> Provided information:
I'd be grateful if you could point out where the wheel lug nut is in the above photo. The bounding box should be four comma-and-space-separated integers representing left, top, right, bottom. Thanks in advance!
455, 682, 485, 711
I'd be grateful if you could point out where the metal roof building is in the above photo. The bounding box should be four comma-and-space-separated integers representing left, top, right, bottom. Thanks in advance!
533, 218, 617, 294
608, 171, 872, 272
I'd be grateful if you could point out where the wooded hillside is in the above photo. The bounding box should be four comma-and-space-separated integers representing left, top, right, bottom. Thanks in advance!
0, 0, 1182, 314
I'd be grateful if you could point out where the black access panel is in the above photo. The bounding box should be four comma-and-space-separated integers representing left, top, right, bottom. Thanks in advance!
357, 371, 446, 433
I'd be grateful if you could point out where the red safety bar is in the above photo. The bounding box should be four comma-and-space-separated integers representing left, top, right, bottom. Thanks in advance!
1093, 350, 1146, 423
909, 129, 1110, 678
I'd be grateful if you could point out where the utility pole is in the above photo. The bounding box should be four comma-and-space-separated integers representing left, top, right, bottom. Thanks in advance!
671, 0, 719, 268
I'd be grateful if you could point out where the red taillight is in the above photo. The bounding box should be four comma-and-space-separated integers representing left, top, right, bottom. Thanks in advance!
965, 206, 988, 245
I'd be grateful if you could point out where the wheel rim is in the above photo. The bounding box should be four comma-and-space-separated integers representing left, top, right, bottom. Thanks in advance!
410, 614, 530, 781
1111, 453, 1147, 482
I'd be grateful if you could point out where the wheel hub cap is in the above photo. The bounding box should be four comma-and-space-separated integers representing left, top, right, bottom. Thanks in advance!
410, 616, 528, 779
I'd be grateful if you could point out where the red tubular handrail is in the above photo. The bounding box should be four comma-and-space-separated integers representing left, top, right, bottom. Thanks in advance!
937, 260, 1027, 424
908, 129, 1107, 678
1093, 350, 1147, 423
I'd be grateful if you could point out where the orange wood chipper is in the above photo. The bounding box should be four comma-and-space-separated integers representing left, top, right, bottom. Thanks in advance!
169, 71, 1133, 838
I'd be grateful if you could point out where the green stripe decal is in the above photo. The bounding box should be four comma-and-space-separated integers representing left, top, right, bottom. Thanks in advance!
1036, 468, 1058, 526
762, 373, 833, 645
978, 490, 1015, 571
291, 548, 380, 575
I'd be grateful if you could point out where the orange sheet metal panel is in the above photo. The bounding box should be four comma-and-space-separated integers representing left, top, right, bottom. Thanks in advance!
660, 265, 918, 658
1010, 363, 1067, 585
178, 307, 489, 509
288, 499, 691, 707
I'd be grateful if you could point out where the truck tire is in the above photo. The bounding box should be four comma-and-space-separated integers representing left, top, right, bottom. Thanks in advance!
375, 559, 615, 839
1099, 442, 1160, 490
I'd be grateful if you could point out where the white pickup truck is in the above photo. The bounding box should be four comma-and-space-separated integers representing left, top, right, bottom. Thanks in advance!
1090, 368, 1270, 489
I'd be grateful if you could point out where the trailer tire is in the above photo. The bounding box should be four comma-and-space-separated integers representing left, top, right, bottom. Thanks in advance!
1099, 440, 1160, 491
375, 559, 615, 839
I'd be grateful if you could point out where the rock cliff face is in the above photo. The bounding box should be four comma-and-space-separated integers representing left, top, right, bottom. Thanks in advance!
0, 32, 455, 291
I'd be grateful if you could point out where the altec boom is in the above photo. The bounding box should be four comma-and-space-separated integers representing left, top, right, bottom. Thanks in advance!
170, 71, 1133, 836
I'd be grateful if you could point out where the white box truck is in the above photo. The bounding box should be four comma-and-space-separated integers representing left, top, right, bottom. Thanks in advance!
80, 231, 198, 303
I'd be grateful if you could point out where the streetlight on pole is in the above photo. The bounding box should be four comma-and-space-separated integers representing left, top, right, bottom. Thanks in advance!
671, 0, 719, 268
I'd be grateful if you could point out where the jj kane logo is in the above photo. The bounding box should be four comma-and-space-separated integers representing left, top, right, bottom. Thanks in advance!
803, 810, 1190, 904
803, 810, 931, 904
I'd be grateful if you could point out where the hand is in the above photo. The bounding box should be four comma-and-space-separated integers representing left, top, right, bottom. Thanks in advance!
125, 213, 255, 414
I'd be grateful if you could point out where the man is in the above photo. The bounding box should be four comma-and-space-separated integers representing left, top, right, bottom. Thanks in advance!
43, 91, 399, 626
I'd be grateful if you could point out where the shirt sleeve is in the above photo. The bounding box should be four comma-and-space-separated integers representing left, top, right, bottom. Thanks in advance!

> Problem: Copy out all of the material above, word for word and line for line.

> Result below:
I'd be grateful if you could point out where the wheel lug nut is in the above photo. The bounding box should be four comma-and-space-separated integers representing left, top, right, bottom. Thanks in advance!
455, 682, 485, 711
I'd be grateful if you could point out where the metal roof building is in the above photo. The bounding box should be four comma-and-space-separated integers representing left, top, right, bottom. Thanks in advance!
533, 218, 617, 294
608, 171, 872, 272
I'd be grateful if you could point out where the wooded hillside is in the above photo. The bounding box should be four comma-and-space-separated integers representing left, top, right, bottom. Thanks in advance!
0, 0, 1182, 314
I'd be grateful if you could point out where the black access panel is in the above photo. The bounding box should be four comma-and-space-separated integers representing left, top, right, bottom. Thanks in advance!
357, 371, 446, 433
I'd be grateful if you could point out where the red safety bar is in the above photo. The bounding box should be four comma-and-space-separated integers representing left, top, right, bottom. Thanks in advance!
1093, 350, 1146, 423
909, 129, 1110, 678
I'd be grateful if you could point out where the utility pole is in the above photo. The bounding box should be four comma-and-space-separated integers representing left, top, right, bottom. Thanks in advance!
671, 0, 719, 268
I'd be grateful if you could point out where the red taillight is in the above photo. The bounding box should be four comma-and-space-separated integers representing left, top, right, bottom. Thanks in advance!
965, 206, 988, 245
I'd be grateful if you could point out where the wheel rim is in the above photo. The bounding box should be four comma-and-space-separated integers representing left, top, right, bottom. Thanks in advance!
410, 614, 530, 781
1111, 453, 1147, 482
I'd be grateful if you could point out where the wheel hub cap is in the above photo. The bounding box should be four comma-and-space-separated integers representing left, top, right, bottom. Thanks in advance!
410, 616, 528, 779
I'd be grateful if you could point out where the red tubular handrail is in the above photo. The bounding box should be four comma-and-space-separated integers representing left, top, right, bottom. Thanks in advance!
937, 260, 1027, 424
908, 129, 1107, 678
1093, 350, 1147, 423
I'd be grateful if you could point out where the orange wood chipper is in the above photo. The bounding box should be four comma-and-space-separated integers representing left, top, right, bottom. Thanks in advance!
169, 71, 1133, 838
I'd be grateful if you could point out where the green stripe decal is in the above photo. The bounding box should be four comma-and-space-separated integers representing left, top, right, bottom. Thanks in advance!
1036, 468, 1058, 526
762, 373, 833, 645
978, 490, 1015, 571
291, 548, 380, 575
I'd be grateful if you could point out where the orange sheet metal panel is in the above photo. The bounding box should be four comma-and-space-separated integers representing left, top, right, bottom. Thanks in advance!
660, 265, 918, 658
1010, 363, 1067, 585
178, 307, 489, 509
288, 499, 691, 707
I'd be grateful if you could point out where the truck tire is in the above photo. The bounding box should be four comma-and-space-separated integers representing left, top, right, bottom. Thanks in advance!
375, 559, 615, 839
1099, 442, 1160, 490
I'd be grateful if you could point out where the white pickup truck is in the above photo. The bounding box should be four comma-and-space-separated integers representing left, top, right, bottom. Thanks in advance!
1090, 368, 1270, 489
I'd be grateful if you could point out where the trailer tire is in the above photo. The bounding box should be four comma-and-space-separated integers representing left, top, right, bottom. Thanks in advance!
1099, 440, 1160, 491
375, 559, 615, 839
I'd be grateful if you could point out where the rock cliff face is in the above photo. The bounding box should be four comma-and-space-separated integers representing left, top, right, bottom. Thanks in advance!
0, 32, 455, 291
I'd be grateful if you could point out where the altec boom is in the above photo. The bounding box should be four comma-and-space-separated integers representing left, top, right, bottom. Thanks in advance!
170, 71, 1133, 836
I'd be grateful if you could point out where the white box truck is in the above photo. The bounding box should be four comma-and-space-separated integers representing left, top, right, bottom. Thanks in advance!
80, 231, 198, 303
I'd be grateful if you could point out where the streetlight on pole is in the above photo. The bounding box should be four comma-and-space-separated integers representing left, top, right, bottom. Thanks in advance!
671, 0, 719, 268
I'd be grateful if you could point out where the jj kane logo is in the above photo. The bounding box should be four comma-and-space-separated integers representing left, top, right, bottom. Thanks in advance!
803, 810, 1190, 904
803, 810, 931, 904
I'd be grateful if you could point out where the hand is in the above photo. The bounding box should be four comma-and-space-separated integers representing left, top, right, bottom. Thanks in advance!
125, 213, 255, 414
I'd be grateful if you could point out where the man is in the above photo. The bounding box should be four comma-and-space-separated integers representing left, top, right, bottom. Thanks in advance!
43, 91, 399, 626
I'd be grateful if you could point out where the shirt sleeve is in the above photo. The bounding box should be four comma-and-space-separated integers representing left, top, right, bottom. Thanks in advance!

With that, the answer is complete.